• _Supplied entries_
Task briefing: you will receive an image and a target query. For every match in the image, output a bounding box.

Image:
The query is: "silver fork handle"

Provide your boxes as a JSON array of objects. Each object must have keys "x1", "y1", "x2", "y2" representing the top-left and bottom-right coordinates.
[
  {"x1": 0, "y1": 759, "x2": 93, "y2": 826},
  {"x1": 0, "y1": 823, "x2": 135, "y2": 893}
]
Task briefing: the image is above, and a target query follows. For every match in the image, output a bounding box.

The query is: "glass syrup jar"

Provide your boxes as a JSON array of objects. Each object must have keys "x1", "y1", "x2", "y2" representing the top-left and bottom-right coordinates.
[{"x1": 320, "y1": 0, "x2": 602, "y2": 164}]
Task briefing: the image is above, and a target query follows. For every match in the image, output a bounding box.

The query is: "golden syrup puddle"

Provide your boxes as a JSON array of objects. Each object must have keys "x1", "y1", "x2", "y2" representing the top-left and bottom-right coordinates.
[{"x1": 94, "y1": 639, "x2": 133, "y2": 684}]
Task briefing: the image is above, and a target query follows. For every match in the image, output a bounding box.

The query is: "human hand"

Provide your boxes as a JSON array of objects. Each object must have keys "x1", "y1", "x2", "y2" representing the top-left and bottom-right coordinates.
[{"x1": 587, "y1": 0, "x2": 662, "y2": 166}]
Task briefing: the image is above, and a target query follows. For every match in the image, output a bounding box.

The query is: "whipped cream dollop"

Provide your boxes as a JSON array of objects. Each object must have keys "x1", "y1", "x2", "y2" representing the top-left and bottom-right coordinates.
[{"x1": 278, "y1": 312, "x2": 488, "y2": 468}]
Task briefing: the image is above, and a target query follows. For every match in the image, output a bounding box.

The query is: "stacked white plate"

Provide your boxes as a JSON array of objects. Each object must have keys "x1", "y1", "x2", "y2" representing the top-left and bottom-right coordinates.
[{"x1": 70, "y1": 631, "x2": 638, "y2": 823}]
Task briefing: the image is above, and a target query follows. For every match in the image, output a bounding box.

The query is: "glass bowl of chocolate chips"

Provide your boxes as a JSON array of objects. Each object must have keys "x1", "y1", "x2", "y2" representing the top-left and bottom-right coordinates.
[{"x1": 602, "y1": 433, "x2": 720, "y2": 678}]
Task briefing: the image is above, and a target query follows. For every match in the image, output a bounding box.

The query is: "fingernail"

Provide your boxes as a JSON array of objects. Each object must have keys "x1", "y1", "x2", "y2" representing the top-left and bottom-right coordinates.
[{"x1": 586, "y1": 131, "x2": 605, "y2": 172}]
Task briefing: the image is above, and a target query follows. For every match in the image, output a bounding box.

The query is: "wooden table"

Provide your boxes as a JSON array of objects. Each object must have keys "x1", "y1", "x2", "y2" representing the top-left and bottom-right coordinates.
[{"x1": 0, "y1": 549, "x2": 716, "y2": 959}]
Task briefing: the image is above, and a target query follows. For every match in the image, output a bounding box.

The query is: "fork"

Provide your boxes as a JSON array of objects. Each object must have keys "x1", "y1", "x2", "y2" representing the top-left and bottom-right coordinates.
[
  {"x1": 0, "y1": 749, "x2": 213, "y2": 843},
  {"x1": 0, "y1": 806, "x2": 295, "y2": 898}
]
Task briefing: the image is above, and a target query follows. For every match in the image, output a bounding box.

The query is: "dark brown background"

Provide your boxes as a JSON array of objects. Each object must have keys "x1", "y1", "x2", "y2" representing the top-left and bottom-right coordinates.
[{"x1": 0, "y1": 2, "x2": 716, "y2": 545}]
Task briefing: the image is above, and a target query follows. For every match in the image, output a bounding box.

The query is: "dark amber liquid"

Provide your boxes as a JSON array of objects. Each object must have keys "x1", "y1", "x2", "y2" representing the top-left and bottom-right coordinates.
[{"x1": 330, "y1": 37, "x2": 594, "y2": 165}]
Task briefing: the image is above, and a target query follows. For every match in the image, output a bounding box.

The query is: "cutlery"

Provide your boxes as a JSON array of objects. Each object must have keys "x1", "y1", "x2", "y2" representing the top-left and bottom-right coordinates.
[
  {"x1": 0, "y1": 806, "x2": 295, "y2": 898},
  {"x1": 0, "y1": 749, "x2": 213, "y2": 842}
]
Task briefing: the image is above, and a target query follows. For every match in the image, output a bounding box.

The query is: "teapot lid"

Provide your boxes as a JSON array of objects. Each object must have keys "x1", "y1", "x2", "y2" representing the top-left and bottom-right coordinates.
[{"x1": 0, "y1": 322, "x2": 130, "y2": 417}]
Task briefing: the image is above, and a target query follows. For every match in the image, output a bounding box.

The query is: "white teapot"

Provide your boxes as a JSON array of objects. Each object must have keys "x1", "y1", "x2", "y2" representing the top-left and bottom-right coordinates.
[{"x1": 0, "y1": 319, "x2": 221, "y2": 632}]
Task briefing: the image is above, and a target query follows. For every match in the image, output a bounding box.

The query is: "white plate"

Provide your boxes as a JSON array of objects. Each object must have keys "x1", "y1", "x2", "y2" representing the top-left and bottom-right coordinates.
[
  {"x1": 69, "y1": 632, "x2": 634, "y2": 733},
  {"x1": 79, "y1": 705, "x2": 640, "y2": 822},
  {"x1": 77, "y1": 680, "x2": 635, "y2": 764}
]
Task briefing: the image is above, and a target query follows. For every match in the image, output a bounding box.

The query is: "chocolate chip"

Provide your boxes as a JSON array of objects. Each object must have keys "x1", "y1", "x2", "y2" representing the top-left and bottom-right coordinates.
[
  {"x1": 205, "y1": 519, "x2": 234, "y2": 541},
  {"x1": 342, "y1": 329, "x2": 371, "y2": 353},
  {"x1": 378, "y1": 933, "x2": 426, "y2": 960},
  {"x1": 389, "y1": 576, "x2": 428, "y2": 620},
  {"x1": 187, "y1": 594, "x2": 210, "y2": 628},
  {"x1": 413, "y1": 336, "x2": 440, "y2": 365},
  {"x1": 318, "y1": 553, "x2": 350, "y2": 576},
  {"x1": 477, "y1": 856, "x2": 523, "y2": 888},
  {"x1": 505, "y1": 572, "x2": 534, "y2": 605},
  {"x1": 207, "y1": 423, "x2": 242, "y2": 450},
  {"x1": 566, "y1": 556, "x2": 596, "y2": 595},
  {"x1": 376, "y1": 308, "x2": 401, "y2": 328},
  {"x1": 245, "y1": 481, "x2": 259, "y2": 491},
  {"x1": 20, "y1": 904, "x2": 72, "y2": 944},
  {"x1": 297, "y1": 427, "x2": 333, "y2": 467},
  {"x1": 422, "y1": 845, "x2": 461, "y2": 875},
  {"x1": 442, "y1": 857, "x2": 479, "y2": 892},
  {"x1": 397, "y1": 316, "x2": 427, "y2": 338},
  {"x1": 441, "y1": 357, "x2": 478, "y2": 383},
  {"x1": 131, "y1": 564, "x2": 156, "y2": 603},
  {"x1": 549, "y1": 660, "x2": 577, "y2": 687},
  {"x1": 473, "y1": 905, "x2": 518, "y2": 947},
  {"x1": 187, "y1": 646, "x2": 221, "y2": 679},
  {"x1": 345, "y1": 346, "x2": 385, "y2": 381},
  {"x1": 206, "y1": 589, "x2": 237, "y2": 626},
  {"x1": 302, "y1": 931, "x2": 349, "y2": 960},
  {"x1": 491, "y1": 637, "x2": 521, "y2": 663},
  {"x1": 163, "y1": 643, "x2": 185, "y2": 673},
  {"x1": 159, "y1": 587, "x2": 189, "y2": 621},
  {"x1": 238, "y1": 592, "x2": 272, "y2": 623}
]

• _Task to carry out_
Only the lines containing the word "syrup" should be returned from the data above.

• _Written response_
The query is: "glass syrup jar"
The query is: "golden syrup puddle"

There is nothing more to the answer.